**WORK TO COMPLETE**
Please restate each entry word for word.

**RECORDS**

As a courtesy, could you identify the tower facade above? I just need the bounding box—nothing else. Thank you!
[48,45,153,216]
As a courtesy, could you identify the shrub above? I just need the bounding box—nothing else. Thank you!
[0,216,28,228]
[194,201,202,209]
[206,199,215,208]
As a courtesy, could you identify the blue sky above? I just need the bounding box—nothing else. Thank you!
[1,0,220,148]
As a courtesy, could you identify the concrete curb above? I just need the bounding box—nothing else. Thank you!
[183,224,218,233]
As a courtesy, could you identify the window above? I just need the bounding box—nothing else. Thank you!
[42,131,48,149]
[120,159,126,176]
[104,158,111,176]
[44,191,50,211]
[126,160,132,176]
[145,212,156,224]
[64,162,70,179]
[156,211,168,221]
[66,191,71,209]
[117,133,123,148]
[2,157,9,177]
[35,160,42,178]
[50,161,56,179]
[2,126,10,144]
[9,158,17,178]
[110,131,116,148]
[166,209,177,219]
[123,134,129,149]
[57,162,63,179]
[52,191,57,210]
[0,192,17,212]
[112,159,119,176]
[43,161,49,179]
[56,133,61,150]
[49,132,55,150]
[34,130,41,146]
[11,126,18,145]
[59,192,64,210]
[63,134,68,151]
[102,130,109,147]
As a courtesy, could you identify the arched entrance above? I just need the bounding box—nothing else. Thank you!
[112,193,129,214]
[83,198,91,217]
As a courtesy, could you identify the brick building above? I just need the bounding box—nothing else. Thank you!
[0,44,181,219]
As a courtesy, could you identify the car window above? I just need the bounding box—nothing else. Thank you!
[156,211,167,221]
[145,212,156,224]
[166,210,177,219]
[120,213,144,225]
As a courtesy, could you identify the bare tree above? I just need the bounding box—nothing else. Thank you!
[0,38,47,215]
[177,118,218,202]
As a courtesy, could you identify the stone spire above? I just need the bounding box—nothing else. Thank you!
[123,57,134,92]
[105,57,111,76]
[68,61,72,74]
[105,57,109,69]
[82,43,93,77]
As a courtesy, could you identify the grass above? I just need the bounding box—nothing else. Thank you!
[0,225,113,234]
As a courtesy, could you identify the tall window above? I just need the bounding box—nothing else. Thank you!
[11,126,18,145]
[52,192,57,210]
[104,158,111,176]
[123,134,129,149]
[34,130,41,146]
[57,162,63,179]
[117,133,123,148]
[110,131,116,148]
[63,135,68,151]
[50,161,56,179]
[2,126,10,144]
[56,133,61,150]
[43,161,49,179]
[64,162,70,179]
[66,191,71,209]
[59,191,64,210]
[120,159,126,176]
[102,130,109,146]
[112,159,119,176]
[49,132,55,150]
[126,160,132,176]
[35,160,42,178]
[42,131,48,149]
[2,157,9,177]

**TASK RESPONSE**
As a courtesy, could you identify the tower facade above? I just need the bounding box—nothing else. Thank you!
[48,45,153,216]
As a courtesy, could you identify the shrub above? I just need the bounding box—nothing else. Thank you!
[0,216,28,228]
[194,201,202,209]
[206,199,215,208]
As a courtesy, could you identify the blue sky above? I just need the bounding box—nothing else. Thank you!
[1,0,220,148]
As a courtesy, could you identify the concrete curb above? I just need the bounding box—nothing else. Thank you!
[183,224,218,233]
As a courtesy, could you identify the window above? I just need the bounding box—nothing else. Thank you!
[42,131,48,149]
[120,159,126,176]
[104,158,111,176]
[44,191,50,211]
[126,160,132,176]
[145,212,156,224]
[64,162,70,179]
[156,211,168,221]
[66,191,71,209]
[117,133,123,148]
[2,157,9,177]
[35,160,42,178]
[50,161,56,179]
[2,126,10,144]
[9,158,17,178]
[110,131,116,148]
[166,209,177,219]
[123,134,129,149]
[57,162,63,179]
[52,191,57,210]
[0,192,17,212]
[112,159,119,176]
[43,161,49,179]
[56,133,61,150]
[49,132,55,150]
[34,130,41,146]
[11,126,18,145]
[59,192,64,210]
[63,134,68,151]
[102,130,109,147]
As a courtesy, could you identify the arched entrance above? I just need the bounding box—nothing else. Thank you!
[112,193,129,214]
[83,198,91,217]
As a courtesy, could you identify the brick building above? I just need the bounding box—nothing else. Thank you!
[0,44,181,219]
As a courtesy, could you identify the car window above? I just need the bounding box—nothing else. Thank you!
[156,211,167,221]
[145,212,156,224]
[166,210,177,219]
[120,213,144,225]
As a courtesy, could you identify the bare tree above? I just need the bounding box—nothing else. Thank you!
[0,38,47,215]
[177,118,218,202]
As a courtesy, could you identify the stone spire above? I just need the bounding box—nothing else. Thank you!
[123,57,134,92]
[105,57,111,76]
[68,61,72,74]
[105,57,109,69]
[82,43,93,77]
As a courtesy, could you identify the grass above? I just need the bounding box—nothing else. Thank you!
[0,225,113,234]
As a courtesy, could you identify the tall window above? I just need the bounding box—nothing else. Thank you!
[11,126,18,145]
[52,192,57,210]
[104,158,111,176]
[123,134,129,149]
[34,130,41,146]
[57,162,63,179]
[117,133,123,148]
[110,131,116,148]
[63,135,68,151]
[50,161,56,179]
[2,126,10,144]
[56,133,61,150]
[43,161,49,179]
[64,162,70,179]
[66,191,71,209]
[59,191,64,210]
[120,159,126,176]
[102,130,109,146]
[112,159,119,176]
[49,132,55,150]
[126,160,132,176]
[35,160,42,178]
[42,131,48,149]
[2,157,9,177]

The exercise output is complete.